**** Given information ****

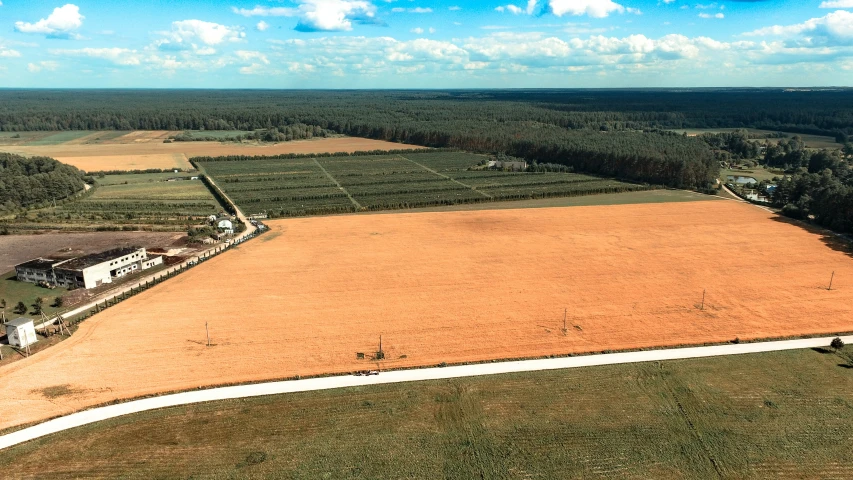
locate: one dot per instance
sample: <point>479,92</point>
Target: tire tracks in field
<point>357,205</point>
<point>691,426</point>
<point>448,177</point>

****

Rewrite the records with "tire tracks" swapped for "wheel ruts" and every other part left unchanged. Omit the pictures from your answer.

== The reply ==
locate: one dot per instance
sample: <point>479,92</point>
Target: wheel ruts in field
<point>357,205</point>
<point>691,426</point>
<point>448,177</point>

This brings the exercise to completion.